Items from a data source:
##########

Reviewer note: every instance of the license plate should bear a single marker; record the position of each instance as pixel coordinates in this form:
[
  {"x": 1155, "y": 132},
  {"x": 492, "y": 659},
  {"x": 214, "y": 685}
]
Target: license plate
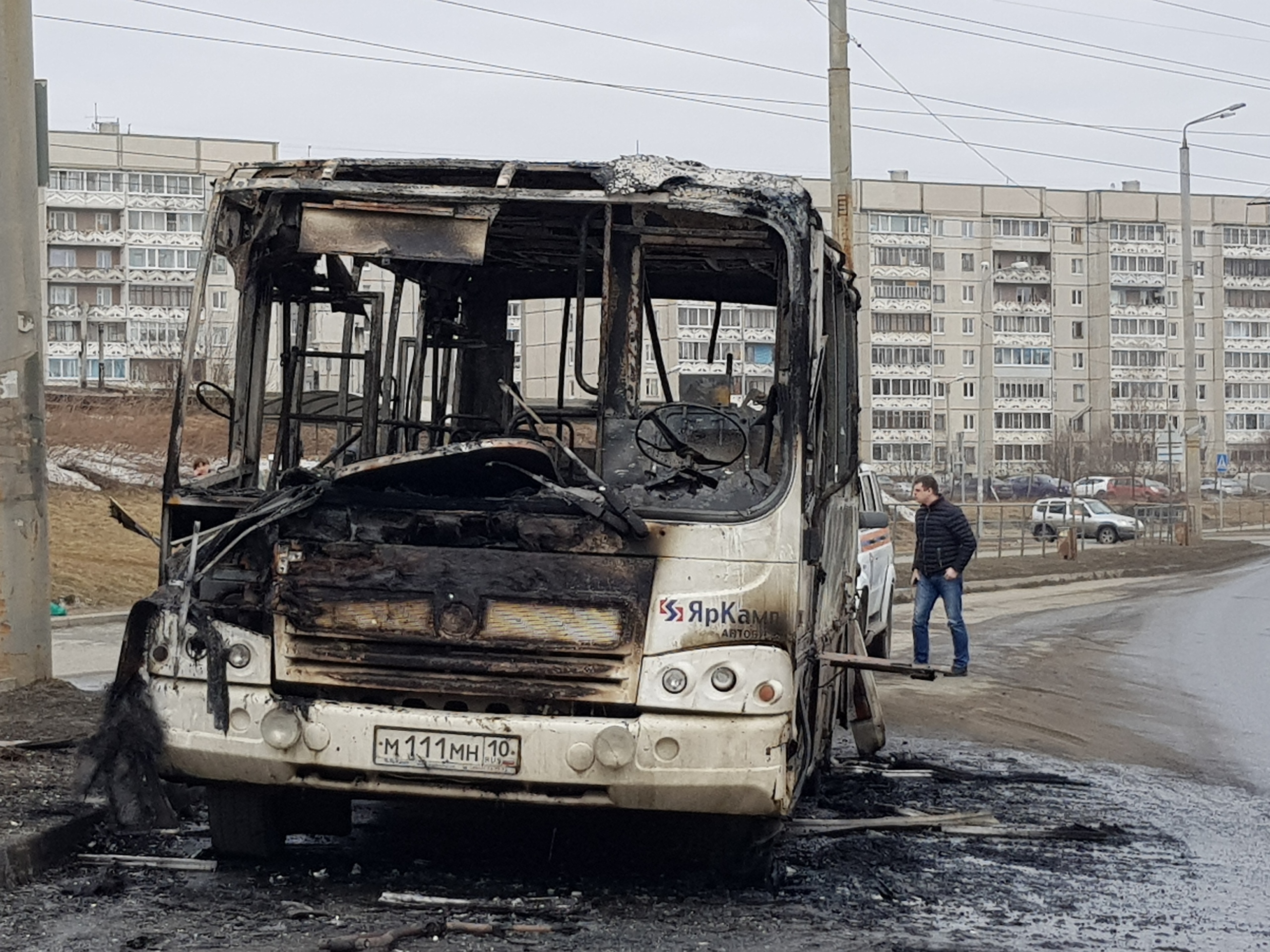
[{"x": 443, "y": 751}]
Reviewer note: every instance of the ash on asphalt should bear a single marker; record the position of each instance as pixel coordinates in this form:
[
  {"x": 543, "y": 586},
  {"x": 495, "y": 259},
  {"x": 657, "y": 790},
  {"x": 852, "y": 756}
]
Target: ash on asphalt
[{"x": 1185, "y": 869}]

##########

WHAT YOU NEED TO DO: Print, with no changes, everything in the records from the line containing "Reviewer note: every instance of the ash" down through the last line of the records.

TASK RESPONSE:
Reviewer note: every instance of the ash on asphalt should bear a single marker; record the position of each instance as pixel coordinates in this form:
[
  {"x": 543, "y": 586},
  {"x": 495, "y": 259},
  {"x": 657, "y": 790},
  {"x": 852, "y": 756}
]
Target: ash on asphalt
[{"x": 1185, "y": 869}]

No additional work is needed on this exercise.